What to produce: Throughout the records below, find the lines with the string "blue" and give how many there are, nothing else.
● ● ● ● ● ● ●
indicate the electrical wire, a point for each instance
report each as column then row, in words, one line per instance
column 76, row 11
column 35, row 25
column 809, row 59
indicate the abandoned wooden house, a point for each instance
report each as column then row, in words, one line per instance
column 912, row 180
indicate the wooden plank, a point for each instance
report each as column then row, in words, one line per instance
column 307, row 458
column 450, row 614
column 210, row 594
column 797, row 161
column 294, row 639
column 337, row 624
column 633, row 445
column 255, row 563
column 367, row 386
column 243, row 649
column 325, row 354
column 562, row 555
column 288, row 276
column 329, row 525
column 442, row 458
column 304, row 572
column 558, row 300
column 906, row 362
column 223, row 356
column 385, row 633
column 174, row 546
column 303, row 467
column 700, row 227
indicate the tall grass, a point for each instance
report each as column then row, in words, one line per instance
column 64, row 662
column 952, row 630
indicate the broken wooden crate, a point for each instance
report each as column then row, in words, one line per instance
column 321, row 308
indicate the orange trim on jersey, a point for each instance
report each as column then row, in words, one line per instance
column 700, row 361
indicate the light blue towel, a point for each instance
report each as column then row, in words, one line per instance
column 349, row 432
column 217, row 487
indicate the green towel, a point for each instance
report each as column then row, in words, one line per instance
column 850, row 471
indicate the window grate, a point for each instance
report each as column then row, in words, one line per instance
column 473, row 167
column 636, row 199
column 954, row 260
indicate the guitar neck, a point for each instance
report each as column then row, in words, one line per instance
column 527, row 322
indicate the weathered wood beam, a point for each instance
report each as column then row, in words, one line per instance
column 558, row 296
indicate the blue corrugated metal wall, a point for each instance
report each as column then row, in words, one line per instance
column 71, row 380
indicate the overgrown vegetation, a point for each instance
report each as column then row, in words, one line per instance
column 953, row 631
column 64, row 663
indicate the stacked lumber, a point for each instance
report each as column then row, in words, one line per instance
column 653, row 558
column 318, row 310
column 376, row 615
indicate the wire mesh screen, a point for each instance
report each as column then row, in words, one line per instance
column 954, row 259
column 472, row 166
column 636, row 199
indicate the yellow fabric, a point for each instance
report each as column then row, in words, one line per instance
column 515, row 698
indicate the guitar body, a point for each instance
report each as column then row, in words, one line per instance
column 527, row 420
● ● ● ● ● ● ●
Response box: 2